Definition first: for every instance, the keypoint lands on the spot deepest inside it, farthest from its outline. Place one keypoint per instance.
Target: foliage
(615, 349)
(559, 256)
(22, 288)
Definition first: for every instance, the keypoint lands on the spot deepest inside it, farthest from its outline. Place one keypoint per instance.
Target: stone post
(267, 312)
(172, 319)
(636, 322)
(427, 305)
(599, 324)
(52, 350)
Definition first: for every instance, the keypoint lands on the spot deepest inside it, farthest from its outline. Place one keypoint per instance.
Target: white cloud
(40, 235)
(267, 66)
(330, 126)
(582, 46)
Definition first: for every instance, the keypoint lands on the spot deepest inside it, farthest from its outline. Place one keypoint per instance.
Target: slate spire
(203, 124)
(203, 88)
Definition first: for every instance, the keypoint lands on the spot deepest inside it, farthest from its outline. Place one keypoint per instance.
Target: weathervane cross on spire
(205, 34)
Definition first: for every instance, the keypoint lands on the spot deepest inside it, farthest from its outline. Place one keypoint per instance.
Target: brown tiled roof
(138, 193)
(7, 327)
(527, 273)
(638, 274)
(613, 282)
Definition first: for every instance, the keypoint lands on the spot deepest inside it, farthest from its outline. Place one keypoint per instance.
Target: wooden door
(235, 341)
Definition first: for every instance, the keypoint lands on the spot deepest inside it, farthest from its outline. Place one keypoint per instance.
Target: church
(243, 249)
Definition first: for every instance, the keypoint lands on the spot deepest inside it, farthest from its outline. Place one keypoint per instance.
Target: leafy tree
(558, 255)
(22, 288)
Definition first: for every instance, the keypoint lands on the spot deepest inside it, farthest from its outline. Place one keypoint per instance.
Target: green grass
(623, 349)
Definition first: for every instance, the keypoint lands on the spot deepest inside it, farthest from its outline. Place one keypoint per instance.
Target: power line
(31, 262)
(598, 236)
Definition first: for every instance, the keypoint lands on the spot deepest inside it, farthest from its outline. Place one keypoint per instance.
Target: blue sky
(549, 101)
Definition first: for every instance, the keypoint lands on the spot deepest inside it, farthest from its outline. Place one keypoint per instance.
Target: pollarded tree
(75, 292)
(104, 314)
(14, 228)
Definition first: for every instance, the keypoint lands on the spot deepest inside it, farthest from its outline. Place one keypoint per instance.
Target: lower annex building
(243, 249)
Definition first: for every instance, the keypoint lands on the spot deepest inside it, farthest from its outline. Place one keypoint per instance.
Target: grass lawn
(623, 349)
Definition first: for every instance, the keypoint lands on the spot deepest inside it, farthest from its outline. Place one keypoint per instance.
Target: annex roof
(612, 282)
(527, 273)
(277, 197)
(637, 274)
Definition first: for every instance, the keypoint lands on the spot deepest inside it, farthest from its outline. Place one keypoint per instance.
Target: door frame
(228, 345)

::::::

■ **Task description**
Reproduce each line of the material above precisely.

■ **Final result**
Definition first: for every instance, the keypoint lands on the spot deepest inside it, farthest from its outline. Place one keypoint per instance.
Target: foliage
(615, 349)
(559, 256)
(22, 288)
Definition first: for every instance, the keypoint lands on the spot deepest inside it, farthest from its outline. Place one keypoint per instance.
Target: stone post
(267, 312)
(172, 319)
(636, 322)
(427, 305)
(599, 324)
(52, 350)
Definition first: for every instance, the keypoint lands on the spot deepest inside it, farthest from its outline. Place one keypoint per instance.
Target: white cloud
(40, 235)
(267, 66)
(330, 126)
(582, 46)
Definition first: for every instance, the keypoint lands on the spot deepest inside it, farthest from its outline. Place one keypoint per instance.
Target: slate spire
(203, 124)
(203, 88)
Definition first: for every instance, the keypoint lands on the spot deepest inside it, farthest from its outline. Place one keypoint per instance.
Target: weathervane cross on spire
(205, 34)
Definition first: for every instance, the keypoint lands on the spot deepest inside it, farthest from its outline. Place one keypoint per instance.
Target: brown tiled roof
(138, 193)
(7, 327)
(527, 273)
(638, 274)
(613, 282)
Definition first: for every instance, the keypoint lands on the spot deepest inside it, farthest from its outline. Place one keypoint per instance.
Target: wooden door
(235, 341)
Definition first: for every instance, the keypoint lands on the spot deepest inside it, farthest from its outline. Place one keypoint per instance.
Target: church
(243, 249)
Definition first: for every instance, the keypoint lands on the spot deepest inside it, farthest from its outline. Place one keypoint per instance.
Target: leafy tree
(558, 255)
(22, 288)
Definition first: for every instance, the keypoint lands on the spot deepest inside it, farthest from its outline. Place one keypoint per instance.
Target: green grass
(623, 349)
Definition first: for every instance, the keypoint lands on the spot deepest inside it, farthest from its outline. Place one keypoint per instance.
Target: power line
(31, 262)
(598, 236)
Definition first: for every instance, the keypoint lands on the spot deepest inside it, farthest from its outline. Place one keypoint per instance.
Target: blue sky
(549, 101)
Definition first: for every instance, the keypoint lands on the spot deepest inside it, farthest from its outline. Place one keypoint per instance.
Target: pollarded tree
(75, 292)
(104, 314)
(14, 228)
Definition first: for every instance, the keypoint lands on the spot deepest inside it, farthest from its outline. Place one keypoint per instance.
Target: lower annex building
(243, 249)
Definition first: for every instance, the keypoint lands on the spot deepest inside it, farthest from its outline. Place one keypoint per instance.
Target: grass lawn
(623, 349)
Definition first: for every instance, the keypoint lands on the spot deepest inside it, farthest from its outline. Place one keypoint per instance.
Target: annex roof
(612, 282)
(527, 273)
(277, 197)
(637, 274)
Definition first: for every instance, the keypoint lands on the spot deepest inside it, farthest from its outline. Place one keypoint per instance.
Target: door frame
(228, 345)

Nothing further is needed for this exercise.